### Dataset records
━━━━

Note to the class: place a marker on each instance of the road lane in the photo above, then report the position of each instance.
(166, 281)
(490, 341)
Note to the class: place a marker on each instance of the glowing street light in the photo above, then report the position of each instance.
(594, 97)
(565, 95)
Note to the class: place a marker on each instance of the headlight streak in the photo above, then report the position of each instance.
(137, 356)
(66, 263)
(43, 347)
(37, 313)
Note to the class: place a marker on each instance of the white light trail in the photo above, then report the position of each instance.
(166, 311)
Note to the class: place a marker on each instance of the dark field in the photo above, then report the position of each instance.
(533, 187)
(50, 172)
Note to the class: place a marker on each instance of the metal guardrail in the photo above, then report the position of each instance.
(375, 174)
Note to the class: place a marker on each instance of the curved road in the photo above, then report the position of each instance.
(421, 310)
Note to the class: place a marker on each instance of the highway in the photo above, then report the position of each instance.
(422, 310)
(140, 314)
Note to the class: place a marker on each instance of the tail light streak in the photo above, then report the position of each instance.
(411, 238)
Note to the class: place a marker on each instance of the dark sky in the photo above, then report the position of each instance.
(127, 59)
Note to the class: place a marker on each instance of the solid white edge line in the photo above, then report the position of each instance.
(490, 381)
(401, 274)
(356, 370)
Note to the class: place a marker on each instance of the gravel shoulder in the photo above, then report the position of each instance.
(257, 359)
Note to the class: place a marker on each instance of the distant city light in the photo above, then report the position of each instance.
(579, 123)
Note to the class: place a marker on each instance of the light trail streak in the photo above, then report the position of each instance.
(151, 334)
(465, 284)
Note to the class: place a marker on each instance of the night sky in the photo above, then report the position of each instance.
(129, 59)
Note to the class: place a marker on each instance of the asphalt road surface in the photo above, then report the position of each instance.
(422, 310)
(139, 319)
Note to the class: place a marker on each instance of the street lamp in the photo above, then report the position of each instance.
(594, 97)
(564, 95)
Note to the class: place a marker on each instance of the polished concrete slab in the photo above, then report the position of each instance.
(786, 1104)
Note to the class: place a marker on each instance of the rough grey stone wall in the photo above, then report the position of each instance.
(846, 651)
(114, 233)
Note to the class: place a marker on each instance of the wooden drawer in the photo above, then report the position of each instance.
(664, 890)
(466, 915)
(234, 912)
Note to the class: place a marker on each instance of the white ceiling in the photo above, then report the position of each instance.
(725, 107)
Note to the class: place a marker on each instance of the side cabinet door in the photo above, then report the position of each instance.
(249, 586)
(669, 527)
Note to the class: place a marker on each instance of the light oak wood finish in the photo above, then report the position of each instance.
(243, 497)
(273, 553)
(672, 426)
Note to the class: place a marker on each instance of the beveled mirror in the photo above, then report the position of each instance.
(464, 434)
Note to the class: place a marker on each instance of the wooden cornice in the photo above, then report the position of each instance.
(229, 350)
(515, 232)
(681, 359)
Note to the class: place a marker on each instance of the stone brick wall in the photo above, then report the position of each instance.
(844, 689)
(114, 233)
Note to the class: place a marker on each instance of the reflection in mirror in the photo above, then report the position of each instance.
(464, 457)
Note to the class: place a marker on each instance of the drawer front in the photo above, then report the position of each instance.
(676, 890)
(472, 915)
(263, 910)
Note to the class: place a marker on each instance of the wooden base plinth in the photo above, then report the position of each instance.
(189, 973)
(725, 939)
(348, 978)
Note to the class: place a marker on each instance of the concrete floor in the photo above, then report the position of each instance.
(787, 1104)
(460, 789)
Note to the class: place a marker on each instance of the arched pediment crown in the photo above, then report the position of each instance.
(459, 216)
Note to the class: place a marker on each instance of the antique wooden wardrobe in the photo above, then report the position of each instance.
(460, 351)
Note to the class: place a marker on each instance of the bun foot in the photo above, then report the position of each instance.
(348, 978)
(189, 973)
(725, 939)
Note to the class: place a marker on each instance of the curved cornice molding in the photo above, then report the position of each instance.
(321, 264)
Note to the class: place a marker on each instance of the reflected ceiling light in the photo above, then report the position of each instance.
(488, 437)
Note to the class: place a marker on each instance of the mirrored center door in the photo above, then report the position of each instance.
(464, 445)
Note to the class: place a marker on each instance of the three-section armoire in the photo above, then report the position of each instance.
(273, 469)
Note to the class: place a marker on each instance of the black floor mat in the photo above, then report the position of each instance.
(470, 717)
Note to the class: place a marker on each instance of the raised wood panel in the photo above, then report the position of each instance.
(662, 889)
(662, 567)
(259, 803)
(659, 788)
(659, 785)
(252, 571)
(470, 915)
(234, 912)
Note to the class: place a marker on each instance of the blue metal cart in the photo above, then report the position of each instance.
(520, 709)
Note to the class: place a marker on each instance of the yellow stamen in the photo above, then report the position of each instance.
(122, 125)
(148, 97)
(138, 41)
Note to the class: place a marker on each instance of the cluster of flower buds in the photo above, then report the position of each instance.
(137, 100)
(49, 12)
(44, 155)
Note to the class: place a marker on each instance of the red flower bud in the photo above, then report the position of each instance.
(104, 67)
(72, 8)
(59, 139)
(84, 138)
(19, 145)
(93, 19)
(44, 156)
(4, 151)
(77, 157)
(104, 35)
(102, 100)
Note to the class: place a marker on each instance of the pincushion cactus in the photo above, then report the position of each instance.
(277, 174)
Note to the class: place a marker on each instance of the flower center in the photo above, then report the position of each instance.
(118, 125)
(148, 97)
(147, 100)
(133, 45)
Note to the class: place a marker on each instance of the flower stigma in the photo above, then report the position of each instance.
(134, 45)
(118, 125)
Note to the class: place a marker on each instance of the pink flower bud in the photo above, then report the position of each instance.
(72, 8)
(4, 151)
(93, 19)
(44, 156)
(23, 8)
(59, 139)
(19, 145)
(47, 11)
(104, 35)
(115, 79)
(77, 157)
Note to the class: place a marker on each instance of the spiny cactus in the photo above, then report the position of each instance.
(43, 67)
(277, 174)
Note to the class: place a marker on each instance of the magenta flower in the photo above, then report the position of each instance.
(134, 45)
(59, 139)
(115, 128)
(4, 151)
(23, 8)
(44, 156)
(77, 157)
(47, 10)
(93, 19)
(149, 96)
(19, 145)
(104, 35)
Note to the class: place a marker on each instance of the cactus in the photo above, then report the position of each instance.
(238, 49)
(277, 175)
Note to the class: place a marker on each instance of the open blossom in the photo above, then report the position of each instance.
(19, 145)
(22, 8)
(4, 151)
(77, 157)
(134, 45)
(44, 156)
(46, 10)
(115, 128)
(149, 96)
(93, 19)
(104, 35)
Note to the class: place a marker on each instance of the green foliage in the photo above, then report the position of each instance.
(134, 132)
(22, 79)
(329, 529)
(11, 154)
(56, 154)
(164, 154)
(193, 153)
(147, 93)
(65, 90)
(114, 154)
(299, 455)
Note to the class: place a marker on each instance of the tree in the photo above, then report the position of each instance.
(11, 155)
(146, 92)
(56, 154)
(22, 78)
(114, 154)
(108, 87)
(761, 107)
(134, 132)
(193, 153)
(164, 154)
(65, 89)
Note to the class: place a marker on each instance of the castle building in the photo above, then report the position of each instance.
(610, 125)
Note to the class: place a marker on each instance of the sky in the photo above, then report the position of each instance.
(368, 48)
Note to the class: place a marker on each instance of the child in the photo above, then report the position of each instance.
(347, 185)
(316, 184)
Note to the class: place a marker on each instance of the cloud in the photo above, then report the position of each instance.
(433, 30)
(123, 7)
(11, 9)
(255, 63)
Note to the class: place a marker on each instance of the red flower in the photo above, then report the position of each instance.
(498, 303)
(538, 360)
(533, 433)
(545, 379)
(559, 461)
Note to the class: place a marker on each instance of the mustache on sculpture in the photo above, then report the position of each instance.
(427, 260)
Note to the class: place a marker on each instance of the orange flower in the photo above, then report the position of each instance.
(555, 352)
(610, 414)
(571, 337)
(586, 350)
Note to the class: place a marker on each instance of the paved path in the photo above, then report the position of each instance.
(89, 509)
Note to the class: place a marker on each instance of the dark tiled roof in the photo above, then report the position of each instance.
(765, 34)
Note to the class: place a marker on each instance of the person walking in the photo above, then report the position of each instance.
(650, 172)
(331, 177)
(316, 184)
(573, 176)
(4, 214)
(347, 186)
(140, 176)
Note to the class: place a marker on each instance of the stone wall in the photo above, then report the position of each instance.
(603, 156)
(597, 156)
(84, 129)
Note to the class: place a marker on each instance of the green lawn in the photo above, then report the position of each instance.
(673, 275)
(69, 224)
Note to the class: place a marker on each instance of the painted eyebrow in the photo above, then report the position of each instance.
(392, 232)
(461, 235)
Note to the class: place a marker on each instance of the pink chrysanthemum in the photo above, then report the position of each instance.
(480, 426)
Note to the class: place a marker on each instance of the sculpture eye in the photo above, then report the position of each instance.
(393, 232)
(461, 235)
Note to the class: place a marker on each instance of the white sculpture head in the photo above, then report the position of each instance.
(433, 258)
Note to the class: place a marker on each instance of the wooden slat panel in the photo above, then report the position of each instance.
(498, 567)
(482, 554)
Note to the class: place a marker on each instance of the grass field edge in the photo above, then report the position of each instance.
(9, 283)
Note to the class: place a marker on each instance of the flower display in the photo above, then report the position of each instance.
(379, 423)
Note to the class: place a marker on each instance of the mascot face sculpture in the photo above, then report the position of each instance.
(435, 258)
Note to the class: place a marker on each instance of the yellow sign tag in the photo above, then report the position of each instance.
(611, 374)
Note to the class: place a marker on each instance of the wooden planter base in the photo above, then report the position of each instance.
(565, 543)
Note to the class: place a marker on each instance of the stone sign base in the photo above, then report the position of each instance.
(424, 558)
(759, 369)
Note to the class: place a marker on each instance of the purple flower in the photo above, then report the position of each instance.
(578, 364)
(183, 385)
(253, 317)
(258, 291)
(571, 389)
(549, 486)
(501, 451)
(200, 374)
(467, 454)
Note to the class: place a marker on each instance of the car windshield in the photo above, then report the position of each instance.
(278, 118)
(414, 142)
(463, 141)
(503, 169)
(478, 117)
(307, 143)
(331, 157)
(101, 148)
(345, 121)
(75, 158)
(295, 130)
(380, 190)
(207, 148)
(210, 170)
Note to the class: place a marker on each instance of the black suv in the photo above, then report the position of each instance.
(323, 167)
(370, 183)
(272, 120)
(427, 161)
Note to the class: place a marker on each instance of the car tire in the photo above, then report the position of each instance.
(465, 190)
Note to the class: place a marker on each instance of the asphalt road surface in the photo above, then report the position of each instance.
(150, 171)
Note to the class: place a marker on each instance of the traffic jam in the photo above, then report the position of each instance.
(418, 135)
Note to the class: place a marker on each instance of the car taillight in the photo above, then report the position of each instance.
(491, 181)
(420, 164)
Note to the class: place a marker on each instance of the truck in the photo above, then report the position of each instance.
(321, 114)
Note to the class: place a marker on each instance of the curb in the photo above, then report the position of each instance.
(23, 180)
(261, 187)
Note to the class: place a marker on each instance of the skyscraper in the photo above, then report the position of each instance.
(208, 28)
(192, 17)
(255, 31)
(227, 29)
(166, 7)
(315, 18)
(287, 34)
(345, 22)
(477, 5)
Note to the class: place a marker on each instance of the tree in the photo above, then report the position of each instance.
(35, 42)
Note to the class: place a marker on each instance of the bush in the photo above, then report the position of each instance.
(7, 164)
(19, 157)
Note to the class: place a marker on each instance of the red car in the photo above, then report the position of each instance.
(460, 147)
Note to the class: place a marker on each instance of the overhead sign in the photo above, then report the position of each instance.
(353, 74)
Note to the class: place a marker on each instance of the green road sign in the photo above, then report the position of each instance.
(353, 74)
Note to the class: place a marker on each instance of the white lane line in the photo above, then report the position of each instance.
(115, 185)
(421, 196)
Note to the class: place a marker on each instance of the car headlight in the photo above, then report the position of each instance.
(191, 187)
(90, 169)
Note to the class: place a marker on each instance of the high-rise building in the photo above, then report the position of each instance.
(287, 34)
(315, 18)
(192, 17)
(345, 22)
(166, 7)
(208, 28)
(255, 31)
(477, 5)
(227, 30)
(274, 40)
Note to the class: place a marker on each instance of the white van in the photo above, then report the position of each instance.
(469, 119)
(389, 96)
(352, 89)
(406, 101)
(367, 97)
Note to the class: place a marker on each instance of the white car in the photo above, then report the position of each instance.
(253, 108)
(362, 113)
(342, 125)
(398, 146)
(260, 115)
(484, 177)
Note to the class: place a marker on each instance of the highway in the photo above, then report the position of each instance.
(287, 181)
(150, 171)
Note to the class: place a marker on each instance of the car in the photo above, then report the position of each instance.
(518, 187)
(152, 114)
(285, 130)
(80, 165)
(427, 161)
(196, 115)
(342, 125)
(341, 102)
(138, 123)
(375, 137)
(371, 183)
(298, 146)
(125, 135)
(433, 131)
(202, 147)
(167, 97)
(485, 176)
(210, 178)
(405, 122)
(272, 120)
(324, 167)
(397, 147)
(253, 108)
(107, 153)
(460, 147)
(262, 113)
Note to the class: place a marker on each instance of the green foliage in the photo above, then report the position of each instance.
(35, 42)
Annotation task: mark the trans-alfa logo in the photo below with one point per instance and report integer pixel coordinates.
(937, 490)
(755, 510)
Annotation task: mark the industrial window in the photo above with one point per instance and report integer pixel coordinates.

━━━━

### Task instructions
Retype nothing except the lines from the line holding "Annotation task: mark the trans-alfa" through the last line of the entries, both included.

### Exercise solution
Annotation task: mark the trans-alfa logo in the photo below with one point per instance and report integer pixel coordinates.
(937, 490)
(755, 510)
Annotation task: mark the industrial window in the photo above with one point per instance and report integer pixel coordinates.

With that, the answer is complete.